- TASK STATEMENT
Below are records; transcribe only the line with "out like [597,263]." and those after it, through the last line, without any change.
━━━ GIVEN ENTRIES ━━━
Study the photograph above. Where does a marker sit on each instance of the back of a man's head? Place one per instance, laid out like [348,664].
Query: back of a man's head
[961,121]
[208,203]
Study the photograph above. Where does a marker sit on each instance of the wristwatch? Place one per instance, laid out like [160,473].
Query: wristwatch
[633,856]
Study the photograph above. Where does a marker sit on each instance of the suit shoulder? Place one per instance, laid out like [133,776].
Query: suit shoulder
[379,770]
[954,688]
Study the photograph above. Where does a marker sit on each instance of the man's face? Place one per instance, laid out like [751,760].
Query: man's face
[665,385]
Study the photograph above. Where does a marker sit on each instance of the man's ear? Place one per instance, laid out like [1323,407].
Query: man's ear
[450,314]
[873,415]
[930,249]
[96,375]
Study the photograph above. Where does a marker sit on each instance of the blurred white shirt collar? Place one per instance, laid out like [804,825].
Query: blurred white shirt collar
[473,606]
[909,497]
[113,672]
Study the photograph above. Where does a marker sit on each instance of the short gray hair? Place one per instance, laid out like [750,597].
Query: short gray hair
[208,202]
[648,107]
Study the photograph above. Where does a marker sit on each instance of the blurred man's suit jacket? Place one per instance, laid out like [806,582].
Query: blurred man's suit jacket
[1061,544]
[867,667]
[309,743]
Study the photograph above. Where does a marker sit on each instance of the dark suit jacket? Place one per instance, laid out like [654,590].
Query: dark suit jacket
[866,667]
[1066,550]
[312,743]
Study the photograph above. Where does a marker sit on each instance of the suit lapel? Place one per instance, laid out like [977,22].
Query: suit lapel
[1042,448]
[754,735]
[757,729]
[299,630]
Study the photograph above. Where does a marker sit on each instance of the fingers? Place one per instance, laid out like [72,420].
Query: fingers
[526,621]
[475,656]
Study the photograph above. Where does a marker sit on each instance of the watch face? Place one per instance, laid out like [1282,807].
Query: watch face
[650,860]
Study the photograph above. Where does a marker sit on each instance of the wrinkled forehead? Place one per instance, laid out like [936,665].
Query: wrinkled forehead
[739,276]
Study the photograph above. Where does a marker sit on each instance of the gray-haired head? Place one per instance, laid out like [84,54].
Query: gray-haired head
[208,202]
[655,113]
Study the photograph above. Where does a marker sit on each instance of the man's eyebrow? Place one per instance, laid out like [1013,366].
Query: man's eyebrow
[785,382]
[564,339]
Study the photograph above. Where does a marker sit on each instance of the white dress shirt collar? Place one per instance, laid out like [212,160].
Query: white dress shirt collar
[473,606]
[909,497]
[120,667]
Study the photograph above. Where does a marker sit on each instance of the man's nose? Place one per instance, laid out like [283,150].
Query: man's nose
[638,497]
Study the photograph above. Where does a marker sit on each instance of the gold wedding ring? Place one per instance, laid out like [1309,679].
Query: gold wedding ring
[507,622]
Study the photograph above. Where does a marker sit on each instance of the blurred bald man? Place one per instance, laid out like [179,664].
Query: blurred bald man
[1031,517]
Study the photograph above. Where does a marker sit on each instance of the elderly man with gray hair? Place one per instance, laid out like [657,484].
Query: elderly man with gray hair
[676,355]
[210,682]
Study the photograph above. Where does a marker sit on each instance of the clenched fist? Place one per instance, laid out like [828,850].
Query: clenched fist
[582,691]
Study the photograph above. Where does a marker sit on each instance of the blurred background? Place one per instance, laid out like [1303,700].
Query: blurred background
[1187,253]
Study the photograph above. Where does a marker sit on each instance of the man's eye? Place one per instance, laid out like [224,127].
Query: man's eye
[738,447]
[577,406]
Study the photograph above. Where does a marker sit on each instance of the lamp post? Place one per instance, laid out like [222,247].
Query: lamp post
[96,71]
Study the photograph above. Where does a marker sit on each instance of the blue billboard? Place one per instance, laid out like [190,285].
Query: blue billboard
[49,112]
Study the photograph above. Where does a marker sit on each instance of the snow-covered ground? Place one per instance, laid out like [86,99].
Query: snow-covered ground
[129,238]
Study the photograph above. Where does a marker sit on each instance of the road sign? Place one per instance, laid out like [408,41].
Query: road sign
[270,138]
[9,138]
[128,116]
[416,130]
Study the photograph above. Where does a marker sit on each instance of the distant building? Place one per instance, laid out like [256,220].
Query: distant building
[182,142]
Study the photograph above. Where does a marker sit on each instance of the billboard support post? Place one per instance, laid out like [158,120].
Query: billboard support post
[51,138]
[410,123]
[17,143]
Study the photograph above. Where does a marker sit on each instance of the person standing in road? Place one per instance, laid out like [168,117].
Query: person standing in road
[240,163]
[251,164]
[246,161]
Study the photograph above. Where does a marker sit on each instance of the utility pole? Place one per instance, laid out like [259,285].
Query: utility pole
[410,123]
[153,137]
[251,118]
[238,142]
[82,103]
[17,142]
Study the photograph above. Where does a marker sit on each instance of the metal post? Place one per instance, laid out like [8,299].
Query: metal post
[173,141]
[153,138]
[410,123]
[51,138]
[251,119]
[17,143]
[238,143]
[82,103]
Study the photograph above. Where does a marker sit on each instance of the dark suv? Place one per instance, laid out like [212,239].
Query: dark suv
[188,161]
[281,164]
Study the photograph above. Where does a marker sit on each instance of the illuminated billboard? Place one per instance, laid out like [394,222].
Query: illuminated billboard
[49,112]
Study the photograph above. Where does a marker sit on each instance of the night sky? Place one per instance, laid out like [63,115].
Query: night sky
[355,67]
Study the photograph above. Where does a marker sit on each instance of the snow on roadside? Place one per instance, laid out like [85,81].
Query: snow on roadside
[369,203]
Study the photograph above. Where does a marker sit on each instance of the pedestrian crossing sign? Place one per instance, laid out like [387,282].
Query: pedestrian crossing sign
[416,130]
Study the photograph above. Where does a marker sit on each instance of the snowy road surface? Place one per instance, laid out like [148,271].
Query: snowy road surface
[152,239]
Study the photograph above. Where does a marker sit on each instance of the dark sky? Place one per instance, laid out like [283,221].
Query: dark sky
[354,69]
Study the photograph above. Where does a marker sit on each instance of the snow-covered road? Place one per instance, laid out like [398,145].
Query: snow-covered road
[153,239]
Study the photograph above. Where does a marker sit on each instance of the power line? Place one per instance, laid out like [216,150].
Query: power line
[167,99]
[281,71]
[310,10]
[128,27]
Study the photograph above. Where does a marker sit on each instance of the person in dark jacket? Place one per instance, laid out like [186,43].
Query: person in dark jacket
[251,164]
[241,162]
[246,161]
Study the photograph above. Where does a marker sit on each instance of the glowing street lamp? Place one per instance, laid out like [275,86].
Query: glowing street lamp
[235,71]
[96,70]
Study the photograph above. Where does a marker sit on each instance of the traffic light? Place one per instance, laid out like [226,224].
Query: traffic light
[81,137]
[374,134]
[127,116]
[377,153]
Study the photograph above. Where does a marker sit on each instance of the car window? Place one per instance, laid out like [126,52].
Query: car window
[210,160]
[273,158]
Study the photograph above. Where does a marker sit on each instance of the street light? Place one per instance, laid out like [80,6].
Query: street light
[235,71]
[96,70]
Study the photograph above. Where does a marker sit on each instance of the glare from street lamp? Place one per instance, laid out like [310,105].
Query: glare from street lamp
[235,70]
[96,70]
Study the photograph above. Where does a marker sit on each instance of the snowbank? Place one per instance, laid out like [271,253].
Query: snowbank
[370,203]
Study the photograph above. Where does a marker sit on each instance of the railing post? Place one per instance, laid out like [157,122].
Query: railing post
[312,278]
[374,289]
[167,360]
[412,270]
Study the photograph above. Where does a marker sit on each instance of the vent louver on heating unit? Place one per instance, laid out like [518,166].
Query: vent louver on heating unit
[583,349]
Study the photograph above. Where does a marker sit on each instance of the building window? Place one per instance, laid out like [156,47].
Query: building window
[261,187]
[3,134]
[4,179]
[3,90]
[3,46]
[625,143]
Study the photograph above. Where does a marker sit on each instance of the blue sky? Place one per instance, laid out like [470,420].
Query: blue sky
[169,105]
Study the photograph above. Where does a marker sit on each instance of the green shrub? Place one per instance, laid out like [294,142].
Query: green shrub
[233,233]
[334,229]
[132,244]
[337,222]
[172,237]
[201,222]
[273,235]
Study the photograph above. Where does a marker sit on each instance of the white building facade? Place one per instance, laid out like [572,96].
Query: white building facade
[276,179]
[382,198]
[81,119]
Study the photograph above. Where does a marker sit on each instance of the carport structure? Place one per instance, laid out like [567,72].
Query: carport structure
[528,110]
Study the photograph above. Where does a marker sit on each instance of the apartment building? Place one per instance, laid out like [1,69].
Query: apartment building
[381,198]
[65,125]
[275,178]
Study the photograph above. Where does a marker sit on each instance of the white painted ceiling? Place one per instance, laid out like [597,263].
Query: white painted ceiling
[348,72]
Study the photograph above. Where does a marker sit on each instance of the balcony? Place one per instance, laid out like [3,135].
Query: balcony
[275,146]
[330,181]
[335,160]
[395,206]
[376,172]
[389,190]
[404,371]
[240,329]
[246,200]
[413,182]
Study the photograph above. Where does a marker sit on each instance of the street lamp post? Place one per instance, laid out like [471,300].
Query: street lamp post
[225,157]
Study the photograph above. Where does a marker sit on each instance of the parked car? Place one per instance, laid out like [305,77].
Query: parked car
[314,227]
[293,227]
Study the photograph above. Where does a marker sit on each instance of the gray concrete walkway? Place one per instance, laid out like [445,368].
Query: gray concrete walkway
━━━
- ANSWER TO THIS TASK
Study the photograph above. Where does a marker sit on each instance of the white painted ceiling? Place one per instance, laid out like [597,263].
Query: white painted ceiling
[348,72]
Study the photograph above. Where does a marker sit on each instance of the balcony? Place one per instance, laid out like [3,135].
Query: balcony
[275,146]
[330,181]
[335,160]
[395,206]
[376,172]
[389,190]
[404,371]
[240,329]
[246,200]
[413,182]
Study the photograph above. Where does a marker sit on each instance of the street lamp post? Place one per instance, laid out like [471,300].
Query: street lamp post
[225,157]
Study the photograph above. Where does a marker sit on each instance of the parked car? Place one per instance, laid out like [305,77].
Query: parked car
[314,227]
[293,227]
Study the photograph above. Where does a marker sit on each instance of the gray concrete walkway? Place one per instance, laid out like [445,368].
Query: gray concrete walkway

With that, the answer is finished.